_To do:_
• A. Translate this sentence from the passage on two Mongolian national parks into Spanish: "The river is full of fish including Siberian salmon, pike, perch and gudgeon."
• B. Condense the paragraph of the passage on two Mongolian national parks that begins "Over a decade ago" into a short bulleted list that keeps its main facts.
• C. Answer these questions from the passage on two Mongolian national parks:
(i) How high is the volcano Khorgo?
(ii) Which spot lies where the Suman and Chuluut Rivers meet?
(iii) In what year was Hustai National Park established?

_Page excerpt:_
###

Khorgo-Terkhiin Tsagaan Nuur National Park
A magnificent region of extinct volcanoes in Arkhangai aimag features the craterous volcano Khorgo (2965m) and an about 20 km-long fresh-water lake Terkhiin Tsagaan Nuur (Great White Lake) formed when volcanic lava dammed the Suman River, cutting a large gorge through the basalt from a volcanic eruption many millennia ago. A splendid panorama over the whole region and the lake can be seen from the summit of the volcano.
This beautiful lake is excellent for bird-watching and swimming in the summer afternoon. Colonies of wild gees, ducks and swans live here and along Suman River. The river is full of fish including Siberian salmon, pike, perch and gudgeon.
Choidogiin Borgio is another very pleasant spot for walking and fishing, located east of Khorgo, where the Suman River and Chuluut Rivers meet. There are many rock engravings , most of which date from the Bronze Age.
Hustai National Park
About 100 km southwest of Ulaanbaatar, just off the black top road, there is a small island of sand dunes in the middle of a steppe. The dunes themselves are remarkable only for their unexpected existence but behind them, concealed from the road, is a park that contains an animal whose existence is even more remarkable.
Established in 1993, Hustai National Park covers an area of around 50,000 hectares and is one of the two refuges in Mongolia for the once widespread wild horse, or takhi also known as Przewalski horses after the Russian explorer who first penned about the horse. Following years of habitat loss and hunting, wild horses were extinct Mongolia and the last one was spotted in the western Gobi in 1969. However small populations of the takhi were sustained in zoos and wildlife parks around the world.
Over a decade ago, with the support of the Dutch Government and experts, the Mongolian Association for the Conservation of Nature and the Environment brought a small group of horses back to Mongolia. Under the special breeding program more takhis were brought from Australia, Germany and Switzerland. From that modest groups there are now over 150 horses in the park, split into small groups or "harems" each dominated by a single stallion.

###

_Saved data entries:_
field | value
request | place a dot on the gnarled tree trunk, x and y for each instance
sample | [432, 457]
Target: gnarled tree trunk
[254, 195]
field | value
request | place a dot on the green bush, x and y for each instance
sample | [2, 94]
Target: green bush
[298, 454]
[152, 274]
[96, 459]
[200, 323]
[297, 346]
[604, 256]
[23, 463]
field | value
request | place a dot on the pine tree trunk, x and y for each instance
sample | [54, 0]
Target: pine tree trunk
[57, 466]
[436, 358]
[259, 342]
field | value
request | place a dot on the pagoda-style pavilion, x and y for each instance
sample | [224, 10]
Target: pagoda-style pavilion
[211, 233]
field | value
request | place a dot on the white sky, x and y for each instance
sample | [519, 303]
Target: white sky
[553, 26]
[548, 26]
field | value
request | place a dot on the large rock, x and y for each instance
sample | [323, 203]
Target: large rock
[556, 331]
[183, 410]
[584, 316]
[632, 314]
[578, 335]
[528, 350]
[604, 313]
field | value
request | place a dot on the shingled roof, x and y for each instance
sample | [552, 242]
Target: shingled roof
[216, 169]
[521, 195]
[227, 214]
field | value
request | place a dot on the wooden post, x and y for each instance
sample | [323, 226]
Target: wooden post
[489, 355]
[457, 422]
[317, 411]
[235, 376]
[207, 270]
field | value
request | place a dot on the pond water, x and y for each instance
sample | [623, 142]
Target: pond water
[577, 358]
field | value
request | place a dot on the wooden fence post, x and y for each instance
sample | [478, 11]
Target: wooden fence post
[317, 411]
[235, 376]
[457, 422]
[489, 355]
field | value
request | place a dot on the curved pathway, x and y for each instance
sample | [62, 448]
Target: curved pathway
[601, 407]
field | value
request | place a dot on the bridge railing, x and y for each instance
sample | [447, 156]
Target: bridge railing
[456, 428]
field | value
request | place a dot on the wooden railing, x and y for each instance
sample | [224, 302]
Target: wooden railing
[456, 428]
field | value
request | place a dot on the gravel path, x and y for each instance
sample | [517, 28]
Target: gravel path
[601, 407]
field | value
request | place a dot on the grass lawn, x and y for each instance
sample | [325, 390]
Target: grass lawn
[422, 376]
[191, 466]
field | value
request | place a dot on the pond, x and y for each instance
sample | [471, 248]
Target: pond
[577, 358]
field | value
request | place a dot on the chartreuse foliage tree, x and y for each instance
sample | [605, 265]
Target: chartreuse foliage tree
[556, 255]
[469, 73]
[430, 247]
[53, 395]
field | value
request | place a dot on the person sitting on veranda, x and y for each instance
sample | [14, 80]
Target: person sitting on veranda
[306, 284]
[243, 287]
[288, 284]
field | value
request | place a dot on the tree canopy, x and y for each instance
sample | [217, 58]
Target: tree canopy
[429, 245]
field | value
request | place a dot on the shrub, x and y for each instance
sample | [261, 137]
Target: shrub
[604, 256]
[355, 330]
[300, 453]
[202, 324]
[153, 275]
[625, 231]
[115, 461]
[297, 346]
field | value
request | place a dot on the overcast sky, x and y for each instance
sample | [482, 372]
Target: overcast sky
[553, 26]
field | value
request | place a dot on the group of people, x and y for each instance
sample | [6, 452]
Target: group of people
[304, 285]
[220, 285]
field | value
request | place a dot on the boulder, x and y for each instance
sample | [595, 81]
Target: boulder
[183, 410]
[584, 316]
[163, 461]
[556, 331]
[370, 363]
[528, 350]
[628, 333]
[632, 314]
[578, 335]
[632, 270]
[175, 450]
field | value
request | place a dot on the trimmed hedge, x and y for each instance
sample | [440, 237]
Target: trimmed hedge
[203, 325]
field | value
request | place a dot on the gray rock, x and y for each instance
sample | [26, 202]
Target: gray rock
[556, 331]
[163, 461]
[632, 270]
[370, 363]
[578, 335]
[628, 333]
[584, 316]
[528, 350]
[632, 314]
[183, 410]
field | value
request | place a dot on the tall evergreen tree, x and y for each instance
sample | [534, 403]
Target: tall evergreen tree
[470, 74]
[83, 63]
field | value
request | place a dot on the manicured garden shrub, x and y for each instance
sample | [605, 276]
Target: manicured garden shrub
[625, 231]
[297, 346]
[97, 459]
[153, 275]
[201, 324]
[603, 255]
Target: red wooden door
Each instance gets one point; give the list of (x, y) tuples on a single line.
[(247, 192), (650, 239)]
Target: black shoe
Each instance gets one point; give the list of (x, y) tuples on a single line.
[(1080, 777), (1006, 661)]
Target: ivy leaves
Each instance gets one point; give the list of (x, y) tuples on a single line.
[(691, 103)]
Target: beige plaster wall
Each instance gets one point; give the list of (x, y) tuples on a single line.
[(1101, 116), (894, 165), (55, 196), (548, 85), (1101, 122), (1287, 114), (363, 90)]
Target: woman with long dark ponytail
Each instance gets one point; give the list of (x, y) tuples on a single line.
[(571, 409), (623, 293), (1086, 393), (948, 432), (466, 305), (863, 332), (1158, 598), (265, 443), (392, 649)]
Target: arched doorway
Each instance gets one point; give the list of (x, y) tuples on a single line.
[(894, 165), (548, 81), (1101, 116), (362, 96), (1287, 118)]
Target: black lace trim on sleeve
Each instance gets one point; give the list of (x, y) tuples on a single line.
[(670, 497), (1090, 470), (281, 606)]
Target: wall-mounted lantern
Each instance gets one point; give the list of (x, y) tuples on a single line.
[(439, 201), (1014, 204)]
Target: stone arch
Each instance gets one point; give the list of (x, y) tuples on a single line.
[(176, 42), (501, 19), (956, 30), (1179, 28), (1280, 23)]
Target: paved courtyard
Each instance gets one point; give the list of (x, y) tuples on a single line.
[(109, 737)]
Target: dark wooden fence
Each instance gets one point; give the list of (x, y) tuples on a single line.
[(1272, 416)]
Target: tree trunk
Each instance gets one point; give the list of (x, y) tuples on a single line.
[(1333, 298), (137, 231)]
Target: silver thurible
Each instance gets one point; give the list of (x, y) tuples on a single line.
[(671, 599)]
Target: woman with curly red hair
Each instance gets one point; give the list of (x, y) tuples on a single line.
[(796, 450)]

###

_Exercise solutions:_
• A. El río está lleno de peces, entre ellos el salmón siberiano, el lucio, la perca y el gobio.

• B.
- Over a decade ago, the Mongolian Association for the Conservation of Nature and the Environment brought a small group of horses back to Mongolia, supported by the Dutch Government and experts.
- A special breeding program brought more takhis from Australia, Germany and Switzerland.
- The park now has over 150 horses.
- They live in small groups, or "harems," each dominated by a single stallion.

• C.
(i) 2965 m
(ii) Choidogiin Borgio
(iii) 1993